Aim: Recast the entries below as a Markdown table, starting at the line that contains "Where can the shirt" and running through the last line of the entries. Use the column names Row and Line, number each row, and leave out blank lines.

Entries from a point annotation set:
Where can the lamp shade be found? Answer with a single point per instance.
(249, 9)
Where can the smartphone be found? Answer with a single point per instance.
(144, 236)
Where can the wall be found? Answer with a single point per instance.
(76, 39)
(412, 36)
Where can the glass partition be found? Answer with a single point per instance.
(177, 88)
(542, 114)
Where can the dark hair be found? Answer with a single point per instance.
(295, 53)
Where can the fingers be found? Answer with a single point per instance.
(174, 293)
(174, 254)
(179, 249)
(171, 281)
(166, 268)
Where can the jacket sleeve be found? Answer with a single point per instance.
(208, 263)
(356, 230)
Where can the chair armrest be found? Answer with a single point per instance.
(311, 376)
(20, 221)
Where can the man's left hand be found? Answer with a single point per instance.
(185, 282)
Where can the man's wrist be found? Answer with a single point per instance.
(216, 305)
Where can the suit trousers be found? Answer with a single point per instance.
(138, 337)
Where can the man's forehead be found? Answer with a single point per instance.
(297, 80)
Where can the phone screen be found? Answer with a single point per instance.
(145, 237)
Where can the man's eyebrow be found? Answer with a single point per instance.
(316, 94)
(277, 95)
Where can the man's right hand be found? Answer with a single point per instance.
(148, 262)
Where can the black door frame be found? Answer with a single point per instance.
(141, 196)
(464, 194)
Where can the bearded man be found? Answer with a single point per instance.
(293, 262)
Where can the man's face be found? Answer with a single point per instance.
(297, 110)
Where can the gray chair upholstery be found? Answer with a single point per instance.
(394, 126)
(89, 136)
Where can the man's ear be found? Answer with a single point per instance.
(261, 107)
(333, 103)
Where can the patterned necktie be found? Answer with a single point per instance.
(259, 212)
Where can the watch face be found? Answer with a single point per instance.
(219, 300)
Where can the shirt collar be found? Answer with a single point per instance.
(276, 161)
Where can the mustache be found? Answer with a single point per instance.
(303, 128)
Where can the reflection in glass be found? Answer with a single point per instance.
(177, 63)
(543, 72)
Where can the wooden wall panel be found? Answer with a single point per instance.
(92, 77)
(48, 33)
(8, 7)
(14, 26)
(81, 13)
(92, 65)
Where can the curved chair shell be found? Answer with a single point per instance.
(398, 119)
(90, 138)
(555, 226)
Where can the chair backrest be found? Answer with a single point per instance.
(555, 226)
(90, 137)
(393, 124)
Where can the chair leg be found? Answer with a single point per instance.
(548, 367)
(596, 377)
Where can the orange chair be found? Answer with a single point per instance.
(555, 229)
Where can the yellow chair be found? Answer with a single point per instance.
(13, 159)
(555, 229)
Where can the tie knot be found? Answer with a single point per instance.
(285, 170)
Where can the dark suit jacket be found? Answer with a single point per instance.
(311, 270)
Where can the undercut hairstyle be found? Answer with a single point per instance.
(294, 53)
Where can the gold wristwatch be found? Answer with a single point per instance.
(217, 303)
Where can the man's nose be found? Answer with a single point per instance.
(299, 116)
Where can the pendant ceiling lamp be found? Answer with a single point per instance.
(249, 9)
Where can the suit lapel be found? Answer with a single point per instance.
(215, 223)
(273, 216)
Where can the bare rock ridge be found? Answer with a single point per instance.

Completed task:
| Row | Line |
|---|---|
| 1 | Where can the shirt collar be found? Answer with a single point per instance. |
| 2 | (276, 161) |
| 3 | Where can the mustache be found? Answer with a single point per instance. |
| 4 | (303, 128) |
| 5 | Where can the reflection in glass be found? Answer with a single point per instance. |
| 6 | (177, 63) |
| 7 | (543, 72) |
| 8 | Where can the wooden wall panel be found? Answer with a single point per instance. |
| 9 | (92, 77) |
| 10 | (48, 33) |
| 11 | (8, 7) |
| 12 | (14, 26) |
| 13 | (81, 13) |
| 14 | (92, 65) |
| 15 | Where can the curved chair shell be found? Answer with a single point per instance. |
| 16 | (398, 119) |
| 17 | (90, 138) |
| 18 | (555, 226) |
| 19 | Where can the chair backrest be found? Answer with a single point per instance. |
| 20 | (555, 226) |
| 21 | (90, 137) |
| 22 | (393, 124) |
| 23 | Where can the chair leg be found? Answer with a single point per instance. |
| 24 | (548, 367) |
| 25 | (596, 377) |
| 26 | Where can the orange chair be found? Answer with a single point per instance. |
| 27 | (555, 229) |
| 28 | Where can the yellow chair be found? Answer with a single point per instance. |
| 29 | (13, 159) |
| 30 | (555, 229) |
| 31 | Where can the tie knot be found? Answer with a single point per instance. |
| 32 | (285, 170) |
| 33 | Where can the dark suit jacket be found? Answer with a single point per instance. |
| 34 | (311, 270) |
| 35 | Where can the undercut hairstyle be found? Answer with a single point per instance. |
| 36 | (294, 53) |
| 37 | Where can the gold wristwatch be found? Answer with a single point per instance. |
| 38 | (217, 303) |
| 39 | Where can the man's nose be found? Answer with a single point per instance. |
| 40 | (299, 116) |
| 41 | Where can the pendant ceiling lamp be found? Answer with a single point per instance. |
| 42 | (249, 9) |
| 43 | Where can the suit lapel be found? Answer with a single point per instance. |
| 44 | (215, 223) |
| 45 | (273, 216) |
| 46 | Where can the bare rock ridge be found? Answer with a single point per instance. |